[Items from a dataset]
=== Begin Enclosure ===
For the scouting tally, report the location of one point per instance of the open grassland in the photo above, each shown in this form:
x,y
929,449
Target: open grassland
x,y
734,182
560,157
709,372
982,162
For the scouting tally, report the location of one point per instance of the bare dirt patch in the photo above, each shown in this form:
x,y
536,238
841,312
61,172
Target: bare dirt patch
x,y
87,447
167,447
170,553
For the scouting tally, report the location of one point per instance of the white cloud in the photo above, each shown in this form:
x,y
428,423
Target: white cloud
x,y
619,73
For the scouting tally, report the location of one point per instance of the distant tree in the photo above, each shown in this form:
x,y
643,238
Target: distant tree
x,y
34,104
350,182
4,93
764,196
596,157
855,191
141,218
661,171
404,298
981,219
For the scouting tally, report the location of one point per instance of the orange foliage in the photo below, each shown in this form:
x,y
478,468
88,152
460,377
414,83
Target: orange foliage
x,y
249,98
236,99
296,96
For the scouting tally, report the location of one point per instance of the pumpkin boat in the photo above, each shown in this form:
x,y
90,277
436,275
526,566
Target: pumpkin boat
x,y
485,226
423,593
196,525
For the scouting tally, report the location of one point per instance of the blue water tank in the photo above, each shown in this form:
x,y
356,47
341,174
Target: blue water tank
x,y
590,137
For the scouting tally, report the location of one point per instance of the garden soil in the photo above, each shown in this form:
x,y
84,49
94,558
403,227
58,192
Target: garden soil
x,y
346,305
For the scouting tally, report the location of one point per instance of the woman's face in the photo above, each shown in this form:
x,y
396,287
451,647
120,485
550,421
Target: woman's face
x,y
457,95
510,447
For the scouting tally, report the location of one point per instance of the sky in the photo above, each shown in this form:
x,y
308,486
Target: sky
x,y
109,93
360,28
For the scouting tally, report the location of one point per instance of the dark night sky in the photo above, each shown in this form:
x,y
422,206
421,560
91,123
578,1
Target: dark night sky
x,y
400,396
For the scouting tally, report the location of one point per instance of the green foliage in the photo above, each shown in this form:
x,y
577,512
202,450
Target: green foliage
=== End Enclosure ===
Where does the string "green" appear in the records? Copy every line that holds it.

**OUTPUT OF THE EXERCISE:**
For the scouting tally, report the location of one point per instance of the green foliage in the photo above, each shown in this form:
Target: green foliage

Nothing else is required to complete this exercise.